Document:
-- Begin --
The following module was proposed for inclusion in the Module List:
modid: WWW::HtmlUnit::Spidey
DSLIP: adpho
description: Web scraping library, scalable, JS support
userid: NINUZZO (Antonio Bonifati)
chapterid: 15 (World_Wide_Web_HTML_HTTP_CGI)
communities:
similar:
WWW::HtmlUnit::Sweet
rationale:
This module builds upon WWW::HtmlUnit to provide an easy-to-use
interface to the Java web scraping library HtmlUnit. Thus it is
appropriate to put it under the WWW::HtmlUnit namespace.
My approach was to use multiple programming paradigms (functional,
declarative and object based) to devise a Domain Specific Language
for writing scalable web crawlers with some good JavaScript support,
which ATTOW is lacking in every other Perl web scraping toolkit,
except WWW::HtmlUnit::Sweet.
I have asked Brock Wilcox <[email protected]> for
permission to use his namespace prefix WWW::HtmlUnit and he agreed.
He reckons Spidey different enough from WWW::HtmlUnit::Sweet and a
welcoming alternative.
In fact I departed from any Mechanize-like syntax for good reasons:
* a multi-paradigm DSL would produce spiders easier to develop,
maintain and debug * miming the Mechanize interface would be
restrictive unless one extends it to provide additional features,
but then it would become incompatible * HtmlUnit is quite different
from Mechanize, fitting the interface of the former into the latter
would just be a twist with no advantages * interchangeability with
Mechanize is not possible, because spiders written with Spidey will
usually rely on JavaScript support, something that Mechanize does
not have and won't have in the near future. E.g. if JavaScript is
needed to submit a form, Mechanize can not handle it directly while
Spidey will, without requiring you to write additional code into
your spider to emulate the JS behaviour.
-- End --
Data section:
-- Begin --
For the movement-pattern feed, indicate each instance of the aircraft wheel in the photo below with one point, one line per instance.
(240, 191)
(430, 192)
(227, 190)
-- End --
Required actions:
1. According to the module proposal, which Java web scraping library does the proposed module provide an interface to?
2. Echo the passage of the module proposal that starts at "chapterid: 15 (World_Wide_Web_HTML_HTTP_CGI)" and ends at "except WWW::HtmlUnit::Sweet.".

Results:
1. HtmlUnit.

2.
chapterid: 15 (World_Wide_Web_HTML_HTTP_CGI)
communities:
similar:
WWW::HtmlUnit::Sweet
rationale:
This module builds upon WWW::HtmlUnit to provide an easy-to-use
interface to the Java web scraping library HtmlUnit. Thus it is
appropriate to put it under the WWW::HtmlUnit namespace.
My approach was to use multiple programming paradigms (functional,
declarative and object based) to devise a Domain Specific Language
for writing scalable web crawlers with some good JavaScript support,
which ATTOW is lacking in every other Perl web scraping toolkit,
except WWW::HtmlUnit::Sweet.